Document extract:
┌──

Extensive screening is required when clinical trials in colorectal cancer (CRC) are conducted. CRCs have different molecular profiles, and it is of interest to be able to design treatments for these molecular subtypes. The SPECTAcolor screening platform for patients with advanced colorectal cancer aims to increase the chance for these patients to access clinical trials with new molecularly defined approaches in the network of the EORTC Gastrointestinal Cancer Group. Patients across Europe will be given the opportunity to be registered in a database and their tissue screened for colorectal cancer markers.
“The aim is to try to move things forward for patients with advanced colorectal cancer by systematically screening for the biomarkers we know to be relevant for ongoing trials or soon to be opened trials,” explains Sabine Tejpar, Chair of the EORTC Translational Research Advisory Committee and one of the principal investigator of SPECTAcolor. “It’s a bit like a matchmaking service linking patients up to clinical trials according to individual molecular profiles. We want to enable more patients to get to the clinical trials that are directly relevant to the characteristics of their cancers.”
SPECTAcolor is funded by €5 million ‘seed’ money from a corporate social responsibility initiative of Alliance Boots, an international pharmacy-led health and beauty company. “In the future, we hope that the project will be self-funding, with Pharma paying a finding fee for each patient recruited into their trials,” says Professor Tejpar. “By introducing an efficient infrastructure we hope to dramatically decrease the costs of screening large populations of patients, which should ease both the economic and logistical pressures on sponsors of new studies”. It should help overcome one of the biggest challenges facing targeted trials, which is to recruit enough patients with the desired genetic changes.”

└──

Assigned task 1:
According to the passage on the SPECTAcolor screening platform, how much seed money funds the project, and where does it come from?
Assigned task 2:
Write what comes next in the passage on the SPECTAcolor screening platform, picking up after its final sentence.

(Dataset excerpts)
┌──

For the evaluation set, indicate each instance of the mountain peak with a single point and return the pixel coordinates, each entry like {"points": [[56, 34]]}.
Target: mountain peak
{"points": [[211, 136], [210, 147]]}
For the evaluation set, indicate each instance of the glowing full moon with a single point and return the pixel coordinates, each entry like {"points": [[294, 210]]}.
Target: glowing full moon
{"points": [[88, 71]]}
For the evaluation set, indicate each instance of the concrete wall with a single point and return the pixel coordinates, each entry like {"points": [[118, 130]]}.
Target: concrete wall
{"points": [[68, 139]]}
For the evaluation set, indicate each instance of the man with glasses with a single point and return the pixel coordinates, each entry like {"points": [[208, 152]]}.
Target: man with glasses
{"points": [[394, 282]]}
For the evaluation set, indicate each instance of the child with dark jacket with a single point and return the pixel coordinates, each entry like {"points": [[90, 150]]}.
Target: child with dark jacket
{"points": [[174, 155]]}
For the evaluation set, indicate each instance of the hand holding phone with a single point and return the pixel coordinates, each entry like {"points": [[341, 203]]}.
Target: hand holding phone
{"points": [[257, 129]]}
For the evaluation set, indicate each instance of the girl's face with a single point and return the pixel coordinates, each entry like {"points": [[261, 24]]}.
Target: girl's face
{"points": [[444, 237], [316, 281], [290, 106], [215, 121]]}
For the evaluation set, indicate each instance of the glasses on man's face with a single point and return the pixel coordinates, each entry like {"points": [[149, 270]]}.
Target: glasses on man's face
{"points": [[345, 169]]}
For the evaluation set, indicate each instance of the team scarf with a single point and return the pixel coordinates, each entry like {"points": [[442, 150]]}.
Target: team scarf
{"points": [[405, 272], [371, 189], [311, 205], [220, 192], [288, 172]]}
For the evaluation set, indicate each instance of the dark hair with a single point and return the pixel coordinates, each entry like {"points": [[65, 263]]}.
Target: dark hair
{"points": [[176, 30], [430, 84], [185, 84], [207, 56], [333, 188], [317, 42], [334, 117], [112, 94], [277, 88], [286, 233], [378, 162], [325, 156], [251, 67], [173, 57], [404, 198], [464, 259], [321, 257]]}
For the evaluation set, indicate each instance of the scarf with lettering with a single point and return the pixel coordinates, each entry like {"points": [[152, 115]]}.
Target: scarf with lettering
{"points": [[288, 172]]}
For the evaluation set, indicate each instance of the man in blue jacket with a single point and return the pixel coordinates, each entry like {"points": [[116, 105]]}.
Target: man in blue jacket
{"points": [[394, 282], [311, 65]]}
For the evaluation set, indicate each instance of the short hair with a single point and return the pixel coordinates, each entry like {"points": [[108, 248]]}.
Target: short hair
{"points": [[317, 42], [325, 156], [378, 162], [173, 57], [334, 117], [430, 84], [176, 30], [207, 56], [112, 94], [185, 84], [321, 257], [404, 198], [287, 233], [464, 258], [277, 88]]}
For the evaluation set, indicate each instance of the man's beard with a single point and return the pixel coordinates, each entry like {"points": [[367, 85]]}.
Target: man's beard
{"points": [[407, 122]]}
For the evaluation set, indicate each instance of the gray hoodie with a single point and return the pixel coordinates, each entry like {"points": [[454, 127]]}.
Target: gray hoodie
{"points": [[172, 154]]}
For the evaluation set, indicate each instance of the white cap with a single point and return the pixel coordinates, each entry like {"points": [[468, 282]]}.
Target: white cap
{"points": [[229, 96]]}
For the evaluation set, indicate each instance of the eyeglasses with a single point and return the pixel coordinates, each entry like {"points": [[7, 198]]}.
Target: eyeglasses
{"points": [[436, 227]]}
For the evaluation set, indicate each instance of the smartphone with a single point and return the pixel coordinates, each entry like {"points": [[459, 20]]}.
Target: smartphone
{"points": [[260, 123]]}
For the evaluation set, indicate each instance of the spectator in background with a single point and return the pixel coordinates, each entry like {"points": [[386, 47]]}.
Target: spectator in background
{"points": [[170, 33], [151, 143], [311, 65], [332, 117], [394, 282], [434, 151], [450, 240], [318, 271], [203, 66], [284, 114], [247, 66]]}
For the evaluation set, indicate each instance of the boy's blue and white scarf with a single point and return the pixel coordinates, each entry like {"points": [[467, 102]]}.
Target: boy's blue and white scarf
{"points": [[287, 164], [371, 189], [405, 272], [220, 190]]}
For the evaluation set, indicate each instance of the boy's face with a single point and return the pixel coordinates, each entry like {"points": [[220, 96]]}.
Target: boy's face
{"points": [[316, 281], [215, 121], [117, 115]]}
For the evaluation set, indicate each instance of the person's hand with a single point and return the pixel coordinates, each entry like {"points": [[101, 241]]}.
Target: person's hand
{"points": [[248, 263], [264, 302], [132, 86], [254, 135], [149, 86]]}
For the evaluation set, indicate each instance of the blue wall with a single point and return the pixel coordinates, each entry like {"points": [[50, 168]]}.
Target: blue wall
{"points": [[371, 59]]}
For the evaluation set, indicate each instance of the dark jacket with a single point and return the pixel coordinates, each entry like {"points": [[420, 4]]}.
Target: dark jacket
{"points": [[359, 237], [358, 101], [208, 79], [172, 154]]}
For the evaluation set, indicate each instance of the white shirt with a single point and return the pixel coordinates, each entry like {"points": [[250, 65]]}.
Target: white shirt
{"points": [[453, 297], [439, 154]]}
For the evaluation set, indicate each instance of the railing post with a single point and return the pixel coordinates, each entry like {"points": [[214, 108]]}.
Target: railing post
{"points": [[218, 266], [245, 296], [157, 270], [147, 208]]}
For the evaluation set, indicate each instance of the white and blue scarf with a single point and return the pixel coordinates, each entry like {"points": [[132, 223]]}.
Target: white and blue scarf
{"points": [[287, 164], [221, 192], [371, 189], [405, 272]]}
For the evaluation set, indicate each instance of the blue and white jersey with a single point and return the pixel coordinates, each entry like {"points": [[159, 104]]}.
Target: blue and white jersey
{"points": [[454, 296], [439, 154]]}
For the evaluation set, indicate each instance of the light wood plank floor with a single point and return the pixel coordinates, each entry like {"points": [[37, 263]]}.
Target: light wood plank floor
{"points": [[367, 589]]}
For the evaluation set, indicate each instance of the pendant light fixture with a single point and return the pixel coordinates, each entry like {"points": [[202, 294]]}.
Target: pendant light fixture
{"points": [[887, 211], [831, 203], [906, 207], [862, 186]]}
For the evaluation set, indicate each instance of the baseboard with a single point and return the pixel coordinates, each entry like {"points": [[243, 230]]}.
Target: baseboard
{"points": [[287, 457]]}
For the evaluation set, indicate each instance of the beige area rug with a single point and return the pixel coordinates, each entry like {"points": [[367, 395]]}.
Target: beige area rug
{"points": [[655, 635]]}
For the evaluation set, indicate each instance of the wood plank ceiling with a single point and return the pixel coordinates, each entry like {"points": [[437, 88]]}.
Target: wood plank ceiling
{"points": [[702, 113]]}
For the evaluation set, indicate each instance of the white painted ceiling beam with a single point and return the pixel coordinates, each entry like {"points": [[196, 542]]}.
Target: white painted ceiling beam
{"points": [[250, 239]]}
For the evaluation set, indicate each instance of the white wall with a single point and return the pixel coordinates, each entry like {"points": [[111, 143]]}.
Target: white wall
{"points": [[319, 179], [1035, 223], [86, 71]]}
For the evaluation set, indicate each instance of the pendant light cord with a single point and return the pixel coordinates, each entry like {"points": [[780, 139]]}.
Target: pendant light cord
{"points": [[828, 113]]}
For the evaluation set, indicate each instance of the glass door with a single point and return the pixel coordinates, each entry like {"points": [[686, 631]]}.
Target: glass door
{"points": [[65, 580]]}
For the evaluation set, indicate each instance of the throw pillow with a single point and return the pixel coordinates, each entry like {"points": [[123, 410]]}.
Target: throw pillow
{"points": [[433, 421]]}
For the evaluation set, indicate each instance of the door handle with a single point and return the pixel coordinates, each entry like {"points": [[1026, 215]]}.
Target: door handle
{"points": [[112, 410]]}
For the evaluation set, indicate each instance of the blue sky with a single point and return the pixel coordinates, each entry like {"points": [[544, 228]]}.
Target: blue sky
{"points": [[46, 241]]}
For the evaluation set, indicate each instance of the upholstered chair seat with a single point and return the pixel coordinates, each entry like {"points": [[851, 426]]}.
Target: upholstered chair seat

└──

Task answer 1:
€5 million, from a corporate social responsibility initiative of Alliance Boots.

Task answer 2:
“This builds up a new unique structure for further improvement of treatment in colorectal cancer and is an example for a new structure of collaborative research. The enthusiastic support of the EORTC Charitable Trust, many GI group members and the EORTC staff contributed to this new opportunity for clinical research.” said Dr. Gunnar Folprecht, one of the initiators and principal investigators of SPECTAcolor. While starting first in colorectal cancer, it is hoped that the concept could eventually be extended to other cancers.
About the EORTC
The EORTC is a unique organization – a vibrant example of the fact that academic science and research know no national boundaries. Established in 1962, the EORTC is a non-profit European research organization operating as an international association under Belgian law.
The EORTC currently links a network of more than 2,500 pre-clinical scientists and oncologists in more than 300 hospitals in over 30 countries. It encompasses all aspects of cancer research, from translational research and new drug development to large phase III clinical trials and meta-analyses.
The 170 members of the EORTC Headquarters staff handle some 6,000 new patients enrolled each year in cancer clinical trials, approximately 30 protocols that are permanently open to patient entry, over 50,000 patients who are in follow-up, and a database of more than 180,000 patients.
The ultimate goal of the EORTC is to improve the future of cancer therapy by developing new agents and innovative approaches and to test more effective treatment strategies using commercially available drugs, or surgery and radiotherapy.